[RECORDS FOR THE TASK]
────────────────────

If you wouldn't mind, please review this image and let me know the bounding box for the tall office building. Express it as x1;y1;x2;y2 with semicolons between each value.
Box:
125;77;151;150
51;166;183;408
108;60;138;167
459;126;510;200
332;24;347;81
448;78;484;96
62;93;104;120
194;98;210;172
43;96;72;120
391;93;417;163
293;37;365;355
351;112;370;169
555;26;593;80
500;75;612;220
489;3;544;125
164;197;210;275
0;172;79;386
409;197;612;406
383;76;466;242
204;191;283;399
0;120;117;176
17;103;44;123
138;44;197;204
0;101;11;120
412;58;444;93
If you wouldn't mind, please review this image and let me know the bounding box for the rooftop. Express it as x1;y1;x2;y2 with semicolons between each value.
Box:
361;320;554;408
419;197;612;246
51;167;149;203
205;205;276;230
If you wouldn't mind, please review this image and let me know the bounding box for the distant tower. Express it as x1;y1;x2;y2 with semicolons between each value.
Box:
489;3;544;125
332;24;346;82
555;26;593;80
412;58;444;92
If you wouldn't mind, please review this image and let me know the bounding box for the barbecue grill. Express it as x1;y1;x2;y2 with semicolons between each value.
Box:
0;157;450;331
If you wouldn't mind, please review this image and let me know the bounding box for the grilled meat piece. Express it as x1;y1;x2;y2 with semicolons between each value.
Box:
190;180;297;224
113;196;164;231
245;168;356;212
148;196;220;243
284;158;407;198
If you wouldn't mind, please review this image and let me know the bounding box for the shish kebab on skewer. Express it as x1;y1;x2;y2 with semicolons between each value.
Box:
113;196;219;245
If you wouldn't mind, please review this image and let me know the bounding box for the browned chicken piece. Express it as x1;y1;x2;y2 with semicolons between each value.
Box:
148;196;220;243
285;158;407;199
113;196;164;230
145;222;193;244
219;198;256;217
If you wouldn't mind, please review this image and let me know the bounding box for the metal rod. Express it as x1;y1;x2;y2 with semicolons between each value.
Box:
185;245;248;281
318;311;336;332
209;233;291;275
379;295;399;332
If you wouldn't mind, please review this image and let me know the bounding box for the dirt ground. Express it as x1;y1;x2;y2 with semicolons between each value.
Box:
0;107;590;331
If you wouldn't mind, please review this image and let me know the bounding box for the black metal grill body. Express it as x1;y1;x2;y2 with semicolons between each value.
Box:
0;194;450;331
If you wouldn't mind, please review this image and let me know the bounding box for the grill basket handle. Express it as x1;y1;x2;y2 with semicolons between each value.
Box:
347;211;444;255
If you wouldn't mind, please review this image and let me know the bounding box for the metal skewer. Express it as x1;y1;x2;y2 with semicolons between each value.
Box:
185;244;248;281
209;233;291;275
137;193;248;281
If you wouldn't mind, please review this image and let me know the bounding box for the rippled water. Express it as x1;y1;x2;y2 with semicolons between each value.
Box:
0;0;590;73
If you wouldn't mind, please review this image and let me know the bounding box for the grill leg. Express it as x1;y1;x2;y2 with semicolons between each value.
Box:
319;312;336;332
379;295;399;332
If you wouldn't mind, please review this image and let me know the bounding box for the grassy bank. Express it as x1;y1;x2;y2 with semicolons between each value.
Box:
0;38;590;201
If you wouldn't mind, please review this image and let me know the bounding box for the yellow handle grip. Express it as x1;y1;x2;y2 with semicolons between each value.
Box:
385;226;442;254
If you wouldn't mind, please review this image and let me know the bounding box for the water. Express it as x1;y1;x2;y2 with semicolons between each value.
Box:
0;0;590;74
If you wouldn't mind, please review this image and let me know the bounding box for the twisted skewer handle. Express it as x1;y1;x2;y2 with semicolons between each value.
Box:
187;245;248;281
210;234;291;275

────────────────────

[GIVEN TASK] Put every line of the records above into a JSON list of strings, one string per line, and leave out any blank lines.

[WRITTEN ANSWER]
[
  "If you wouldn't mind, please review this image and let me know the bounding box for the tall office building. Express it as x1;y1;x2;y2 with semicolons between each value.",
  "Box:",
  "125;77;151;150",
  "51;166;183;408",
  "108;60;138;167",
  "459;126;510;200",
  "332;24;347;81",
  "448;78;484;96",
  "62;93;104;120",
  "194;98;210;172",
  "43;96;72;120",
  "391;93;417;163",
  "293;37;365;355",
  "351;112;370;169",
  "555;26;593;80",
  "500;75;612;220",
  "489;3;544;125",
  "164;197;210;275",
  "0;172;79;386",
  "409;197;612;406",
  "383;76;466;242",
  "204;191;283;399",
  "0;120;117;176",
  "17;103;44;123",
  "138;44;197;204",
  "0;101;11;120",
  "412;58;444;93",
  "If you wouldn't mind, please review this image and let me know the bounding box for the rooftop. Express it as x1;y1;x2;y2 with semicolons between each value.",
  "Box:",
  "361;320;554;408",
  "419;197;612;246",
  "51;167;149;203",
  "205;205;276;230",
  "If you wouldn't mind, please review this image and let me know the bounding box for the distant tower. Express it as x1;y1;x2;y2 with semicolons between each value.",
  "Box:",
  "489;3;544;125",
  "332;24;346;82",
  "555;26;593;80",
  "412;58;444;92",
  "If you wouldn't mind, please review this image and let me know the bounding box for the barbecue grill. Express it as x1;y1;x2;y2 with semicolons between each value.",
  "Box:",
  "0;157;450;331",
  "If you wouldn't mind, please review this image and let me know the bounding box for the grilled meat piece. Express it as x1;y1;x2;y2 with semicolons between each value.",
  "Box:",
  "190;180;297;224",
  "113;196;164;231",
  "245;168;356;212",
  "148;196;220;243",
  "284;158;407;198",
  "If you wouldn't mind, please review this image and let me know the bounding box for the shish kebab on skewer. Express it as x1;y1;x2;y2 with semicolons between each value.",
  "Box:",
  "113;196;219;245",
  "If you wouldn't mind, please review this image and let me know the bounding box for the browned chicken piece. Express it as x1;y1;x2;y2 with semicolons between each value.",
  "Box:",
  "148;196;220;243",
  "285;158;407;199",
  "113;196;164;230",
  "145;222;193;244",
  "219;198;256;217",
  "If you wouldn't mind, please review this image and let me know the bounding box for the metal rod. Express it as x1;y1;x2;y2 with semicolons between each value.",
  "Box:",
  "185;245;248;281",
  "318;311;336;332",
  "209;233;291;275",
  "379;295;399;332",
  "If you wouldn't mind, please review this image and let me know the bounding box for the dirt ground. Express it as x1;y1;x2;y2 with semicolons between each value.",
  "Box:",
  "0;107;590;331",
  "If you wouldn't mind, please review this image and let me know the bounding box for the black metal grill body. Express it as x1;y1;x2;y2 with semicolons between each value.",
  "Box:",
  "0;194;450;331",
  "If you wouldn't mind, please review this image and let me know the bounding box for the grill basket handle. Express it as x1;y1;x2;y2 with semicolons between each value.",
  "Box:",
  "347;211;444;255",
  "If you wouldn't mind, please review this image and let me know the bounding box for the metal skewer. Express it as x1;y1;x2;y2 with semicolons between each value.",
  "Box:",
  "185;244;248;281",
  "209;233;291;275",
  "137;193;248;281",
  "If you wouldn't mind, please review this image and let me know the bounding box for the rippled water. Express it as x1;y1;x2;y2 with semicolons between each value.",
  "Box:",
  "0;0;590;73",
  "If you wouldn't mind, please review this image and let me know the bounding box for the grill leg. Express it as x1;y1;x2;y2 with semicolons between each value.",
  "Box:",
  "319;312;336;332",
  "379;295;399;332",
  "If you wouldn't mind, please review this image and let me know the bounding box for the grassy bank. Express it as x1;y1;x2;y2 with semicolons between each value.",
  "Box:",
  "0;38;590;201",
  "If you wouldn't mind, please review this image and let me know the bounding box for the yellow handle grip. Express it as x1;y1;x2;y2 with semicolons between each value.",
  "Box:",
  "385;226;442;254",
  "If you wouldn't mind, please review this image and let me know the bounding box for the water. Express it as x1;y1;x2;y2 with semicolons between each value.",
  "Box:",
  "0;0;590;74",
  "If you wouldn't mind, please review this image and let me know the bounding box for the twisted skewer handle. Express it as x1;y1;x2;y2 with semicolons between each value.",
  "Box:",
  "187;245;248;281",
  "210;234;291;275"
]